### Extracted data
━━━

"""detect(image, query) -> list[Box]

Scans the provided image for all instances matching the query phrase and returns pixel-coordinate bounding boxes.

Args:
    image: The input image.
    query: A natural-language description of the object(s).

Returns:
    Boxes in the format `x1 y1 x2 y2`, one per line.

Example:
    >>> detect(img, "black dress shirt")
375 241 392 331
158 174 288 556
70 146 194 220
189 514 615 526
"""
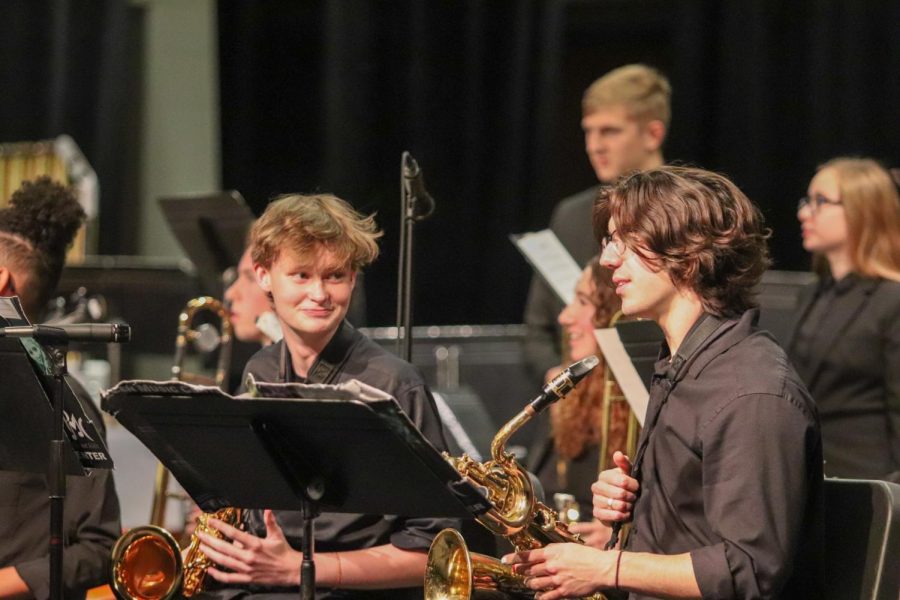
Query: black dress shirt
626 310 824 598
0 378 122 600
204 321 460 600
786 273 900 483
523 185 600 383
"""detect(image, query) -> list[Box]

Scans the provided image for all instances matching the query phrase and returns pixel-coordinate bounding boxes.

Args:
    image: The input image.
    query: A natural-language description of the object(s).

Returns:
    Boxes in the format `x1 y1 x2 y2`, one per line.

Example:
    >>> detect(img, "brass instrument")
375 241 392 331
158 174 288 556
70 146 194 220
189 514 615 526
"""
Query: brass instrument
425 356 603 600
110 296 241 600
172 296 233 387
553 310 640 525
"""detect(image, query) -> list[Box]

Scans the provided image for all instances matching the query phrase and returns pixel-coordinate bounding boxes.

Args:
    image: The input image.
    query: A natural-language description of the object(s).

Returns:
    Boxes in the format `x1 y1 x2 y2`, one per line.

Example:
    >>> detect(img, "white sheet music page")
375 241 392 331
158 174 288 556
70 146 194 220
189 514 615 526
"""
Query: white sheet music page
594 327 650 427
513 229 581 304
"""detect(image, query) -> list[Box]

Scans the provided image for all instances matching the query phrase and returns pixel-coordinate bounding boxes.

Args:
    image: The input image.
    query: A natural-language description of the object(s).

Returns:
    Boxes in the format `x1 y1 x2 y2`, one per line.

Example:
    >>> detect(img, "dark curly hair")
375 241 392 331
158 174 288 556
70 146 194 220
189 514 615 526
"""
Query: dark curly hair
0 177 85 314
594 166 771 317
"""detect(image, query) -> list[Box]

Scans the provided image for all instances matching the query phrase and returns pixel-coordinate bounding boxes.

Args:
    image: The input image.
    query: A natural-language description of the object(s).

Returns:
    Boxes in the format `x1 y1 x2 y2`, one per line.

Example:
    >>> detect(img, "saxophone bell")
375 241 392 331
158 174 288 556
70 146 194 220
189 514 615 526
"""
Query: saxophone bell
110 296 241 600
425 356 602 600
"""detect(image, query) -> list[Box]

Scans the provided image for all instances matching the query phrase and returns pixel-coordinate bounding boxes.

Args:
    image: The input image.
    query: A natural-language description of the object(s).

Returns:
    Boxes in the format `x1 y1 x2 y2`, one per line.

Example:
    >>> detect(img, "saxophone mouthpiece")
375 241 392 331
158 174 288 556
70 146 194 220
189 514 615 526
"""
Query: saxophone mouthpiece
529 355 600 414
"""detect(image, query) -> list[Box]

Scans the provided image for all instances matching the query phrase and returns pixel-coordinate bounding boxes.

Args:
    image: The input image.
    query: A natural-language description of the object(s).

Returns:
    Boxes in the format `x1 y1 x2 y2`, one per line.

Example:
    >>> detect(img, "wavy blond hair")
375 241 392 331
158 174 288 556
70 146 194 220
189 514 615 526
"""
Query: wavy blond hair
818 157 900 281
250 194 382 271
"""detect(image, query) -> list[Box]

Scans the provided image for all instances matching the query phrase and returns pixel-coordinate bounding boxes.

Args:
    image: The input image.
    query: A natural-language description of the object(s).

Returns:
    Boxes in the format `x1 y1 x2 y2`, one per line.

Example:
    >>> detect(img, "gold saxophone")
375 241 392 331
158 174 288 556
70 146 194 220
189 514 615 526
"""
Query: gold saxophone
425 356 603 600
110 296 241 600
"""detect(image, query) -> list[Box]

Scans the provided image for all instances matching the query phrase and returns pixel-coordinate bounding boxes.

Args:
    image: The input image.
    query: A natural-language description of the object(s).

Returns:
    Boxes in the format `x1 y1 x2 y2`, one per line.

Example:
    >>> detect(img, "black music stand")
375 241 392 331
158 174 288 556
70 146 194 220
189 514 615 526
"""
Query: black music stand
103 382 489 599
0 297 113 600
159 190 254 294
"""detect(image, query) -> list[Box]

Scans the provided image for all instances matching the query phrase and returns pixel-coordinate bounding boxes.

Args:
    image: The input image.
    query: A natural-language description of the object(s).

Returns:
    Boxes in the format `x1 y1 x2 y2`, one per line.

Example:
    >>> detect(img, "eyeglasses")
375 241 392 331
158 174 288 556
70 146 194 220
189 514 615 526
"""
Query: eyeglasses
600 232 626 257
797 194 843 214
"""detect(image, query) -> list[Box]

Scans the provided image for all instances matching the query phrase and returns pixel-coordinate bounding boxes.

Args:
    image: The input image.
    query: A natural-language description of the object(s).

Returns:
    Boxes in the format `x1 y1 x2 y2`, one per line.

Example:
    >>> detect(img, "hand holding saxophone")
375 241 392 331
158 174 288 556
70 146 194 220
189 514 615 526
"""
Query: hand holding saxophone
503 543 619 600
198 510 303 586
591 451 640 524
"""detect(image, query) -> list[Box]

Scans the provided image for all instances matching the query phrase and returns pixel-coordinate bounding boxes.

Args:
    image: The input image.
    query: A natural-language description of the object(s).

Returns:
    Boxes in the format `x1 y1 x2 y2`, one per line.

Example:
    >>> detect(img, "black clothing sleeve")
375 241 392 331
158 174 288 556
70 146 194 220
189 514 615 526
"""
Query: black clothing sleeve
690 395 817 598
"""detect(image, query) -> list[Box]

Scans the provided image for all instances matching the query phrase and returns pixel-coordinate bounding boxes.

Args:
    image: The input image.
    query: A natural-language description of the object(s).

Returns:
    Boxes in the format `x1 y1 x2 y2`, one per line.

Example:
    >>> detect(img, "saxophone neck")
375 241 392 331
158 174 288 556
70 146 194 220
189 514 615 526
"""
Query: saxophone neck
491 406 537 463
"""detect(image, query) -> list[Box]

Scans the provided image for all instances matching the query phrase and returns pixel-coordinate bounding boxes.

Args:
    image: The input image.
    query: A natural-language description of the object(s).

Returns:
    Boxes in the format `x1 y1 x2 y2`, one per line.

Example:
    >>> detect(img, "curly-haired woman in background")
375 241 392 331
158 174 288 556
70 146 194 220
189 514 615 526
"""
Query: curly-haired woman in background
529 259 630 547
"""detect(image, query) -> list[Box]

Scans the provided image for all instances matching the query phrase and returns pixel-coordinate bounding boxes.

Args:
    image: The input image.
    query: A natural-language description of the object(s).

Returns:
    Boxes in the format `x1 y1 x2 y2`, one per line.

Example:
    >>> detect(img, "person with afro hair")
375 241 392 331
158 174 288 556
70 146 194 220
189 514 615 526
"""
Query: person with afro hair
0 176 85 321
0 177 121 600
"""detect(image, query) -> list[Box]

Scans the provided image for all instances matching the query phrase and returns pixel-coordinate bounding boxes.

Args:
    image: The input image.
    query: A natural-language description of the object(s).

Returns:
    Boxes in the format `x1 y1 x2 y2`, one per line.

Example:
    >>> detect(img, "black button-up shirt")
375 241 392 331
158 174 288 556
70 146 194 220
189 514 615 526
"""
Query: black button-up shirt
626 311 824 598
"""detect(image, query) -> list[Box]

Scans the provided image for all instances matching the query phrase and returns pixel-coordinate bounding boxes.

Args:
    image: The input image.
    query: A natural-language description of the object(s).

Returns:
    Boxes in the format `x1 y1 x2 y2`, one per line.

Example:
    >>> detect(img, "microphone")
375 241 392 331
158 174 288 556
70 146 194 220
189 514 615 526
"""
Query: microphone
402 152 434 221
527 355 600 414
0 323 131 344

━━━

Copy the listing in full and without alteration, omitting every picture.

### Answer to this exercise
"""detect(image, query) -> list[Box]

Scans the provided image for all instances matching the query phrase and returns pixel-coordinate bounding boxes.

Args:
    image: The input image.
    query: A natural-language description of the object(s).

Returns:
    Boxes in the format `x1 y1 x2 y2`, one per line.

Example:
    >>> detect(img, "black dress shirt")
375 241 392 331
158 174 288 556
70 146 194 220
189 514 615 526
"""
Query: black dress shirt
626 310 824 598
0 378 122 600
204 321 460 600
786 273 900 483
523 185 600 383
"""detect(image, query) -> list[Box]

Scans the provided image for all instances matching the query phrase and returns pixel-coordinate bounding boxes.

Args:
    image: The input image.
    query: A natural-language description of the object(s).

Returns:
    Boxes in the format `x1 y1 x2 y2`, one per line.

Example:
    >>> detect(img, "brass instrument")
375 241 392 331
158 174 288 556
70 146 194 220
189 514 615 526
"""
Query: brass instrument
425 356 603 600
110 296 241 600
172 296 233 387
553 310 640 525
"""detect(image, query) -> list[Box]

Scans the provided image for all instances matching the query phrase and returns pixel-coordinate bounding boxes.

Args:
    image: The input image.
    query: A natural-language description of the object(s).

Returns:
    Boxes in the format `x1 y1 x2 y2`, one per line.

Example:
    >>> detect(img, "white sheet music page")
375 241 392 331
158 174 288 556
70 146 194 220
189 514 615 526
"""
Query: white sheet music page
594 327 650 427
513 229 581 304
"""detect(image, query) -> list[Box]

Scans the provided image for all instances matching the query phrase and returns pixel-coordinate bounding boxes.

Args:
    image: The input image.
    query: A natural-language description of the object(s).

Returns:
    Boxes in the format `x1 y1 x2 y2`, one per line.

Example:
    >>> detect(img, "dark curly hair")
375 241 392 331
158 174 288 556
70 146 194 220
189 514 615 526
"""
Query: dark curly hair
0 177 85 314
594 166 771 317
"""detect(image, query) -> list[Box]

Scans the provided image for all instances matching the query phrase and returns pixel-coordinate bounding boxes.

Args:
    image: The input image.
    query: A natural-language description of the object(s).

Returns:
    Boxes in the format `x1 y1 x2 y2`, one per line.

Example:
    >>> detect(img, "saxophone bell")
375 241 392 331
158 174 288 556
70 146 194 220
189 514 615 526
"""
Query: saxophone bell
110 296 241 600
425 356 602 600
"""detect(image, query) -> list[Box]

Scans the provided image for all instances matching the query phrase and returns pixel-coordinate bounding boxes.

Args:
    image: The input image.
    query: A natural-language description of the object(s).

Returns:
    Boxes in the format `x1 y1 x2 y2`, one per line.

Example:
    >>> detect(img, "saxophone mouthpiece")
375 241 392 331
158 174 288 556
70 146 194 220
189 514 615 526
"""
Query: saxophone mouthpiece
529 355 600 414
"""detect(image, query) -> list[Box]

Scans the provided image for all instances matching the query phrase and returns pixel-coordinate bounding boxes.

Args:
    image: The input image.
    query: A natural-language description of the object(s).

Returns:
    Boxes in the format `x1 y1 x2 y2`, one per line.

Example:
    >>> detect(img, "wavy blond hair")
375 241 392 331
158 174 288 556
70 146 194 220
189 514 615 526
"""
Query: wavy blond hair
818 157 900 281
250 194 382 271
"""detect(image, query) -> list[Box]

Scans the provided image for all instances matching the query phrase and returns pixel-coordinate bounding boxes.

Args:
    image: The input image.
    query: A natural-language description of the object(s).

Returns:
    Boxes in the format `x1 y1 x2 y2`, one per line.

Example:
    >>> detect(img, "gold saxophone")
375 241 392 331
158 174 288 556
70 146 194 220
189 514 615 526
"""
Query: gold saxophone
425 356 603 600
110 296 241 600
"""detect(image, query) -> list[Box]

Scans the provided image for all instances matching the query phrase and returns pixel-coordinate bounding boxes.

Args:
    image: The input image.
    query: A natural-language description of the object(s).

Returns:
    Boxes in the format `x1 y1 x2 y2`, one per line.

Example:
    >>> detect(img, "black music stand")
375 241 392 331
158 174 288 556
70 146 194 220
189 514 615 526
"""
Query: black music stand
103 382 489 599
0 297 113 600
159 190 254 294
"""detect(image, query) -> list[Box]

Scans the provided image for all instances matching the query phrase and returns pixel-coordinate bounding boxes.

Args:
    image: The input image.
    query: A natural-language description of the object(s).

Returns:
    Boxes in the format `x1 y1 x2 y2`, one per line.

Example:
    >>> detect(img, "eyeglasses")
375 241 392 331
158 174 288 556
70 146 194 220
189 514 615 526
"""
Query: eyeglasses
600 232 626 257
797 194 843 214
"""detect(image, query) -> list[Box]

Scans the provided image for all instances matching the query phrase and returns pixel-coordinate bounding boxes.

Args:
    image: The input image.
    query: A natural-language description of the object(s).

Returns:
    Boxes in the format `x1 y1 x2 y2`, one per line.

Example:
    >>> detect(img, "hand holding saxophone")
375 241 392 331
158 174 288 556
70 146 194 220
189 514 615 526
"""
Query: hand holding saxophone
503 543 619 600
198 510 303 586
591 451 640 524
"""detect(image, query) -> list[Box]

Scans the provided image for all instances matching the query phrase and returns pixel-coordinate bounding boxes.

Args:
    image: The input image.
    query: A natural-language description of the object(s).

Returns:
    Boxes in the format `x1 y1 x2 y2`, one per line.

Example:
    >>> detect(img, "black clothing sleeve")
375 241 392 331
158 174 288 556
70 146 194 220
189 514 615 526
"""
Query: black clothing sleeve
690 395 817 598
"""detect(image, query) -> list[Box]

Scans the provided image for all instances matching the query phrase and returns pixel-coordinate bounding boxes.

Args:
    image: The input image.
    query: A natural-language description of the object(s).

Returns:
    Boxes in the format `x1 y1 x2 y2`, one per line.

Example:
    >>> detect(img, "saxophone neck")
375 241 392 331
158 174 288 556
70 146 194 220
189 514 615 526
"""
Query: saxophone neck
491 406 537 463
"""detect(image, query) -> list[Box]

Scans the provided image for all instances matching the query phrase and returns pixel-coordinate bounding boxes.

Args:
    image: The input image.
    query: A natural-language description of the object(s).

Returns:
    Boxes in the format `x1 y1 x2 y2`, one per line.

Example:
    >>> detect(img, "curly-haired woman in background")
375 241 392 331
158 174 288 556
70 146 194 220
189 514 615 526
"""
Query: curly-haired woman in background
529 259 630 547
"""detect(image, query) -> list[Box]

Scans the provided image for all instances matching the query phrase and returns pixel-coordinate bounding boxes.

Args:
    image: The input image.
    query: A natural-language description of the object(s).

Returns:
    Boxes in the format `x1 y1 x2 y2`, one per line.

Example:
    >>> detect(img, "person with afro hair")
375 241 392 331
158 174 288 556
70 146 194 220
189 514 615 526
"""
Query: person with afro hair
0 176 85 321
0 177 121 600
"""detect(image, query) -> list[Box]

Scans the provided image for all instances matching the query phrase and returns pixel-coordinate bounding boxes.

Args:
    image: The input image.
    query: A natural-language description of the object(s).

Returns:
    Boxes in the format `x1 y1 x2 y2`, one per line.

Example:
    >>> detect(img, "black button-up shirt")
375 241 392 331
158 174 288 556
70 146 194 220
189 514 615 526
"""
Query: black button-up shirt
626 311 824 598
"""detect(image, query) -> list[Box]

Scans the provided image for all instances matching the query phrase and returns pixel-coordinate bounding boxes.

Args:
    image: The input image.
    query: A natural-language description of the object(s).

Returns:
    Boxes in the format `x1 y1 x2 y2`, one per line.

Example:
    >>> detect(img, "microphone")
375 241 392 331
158 174 288 556
70 146 194 220
189 514 615 526
"""
Query: microphone
402 152 434 221
527 355 600 414
0 323 131 344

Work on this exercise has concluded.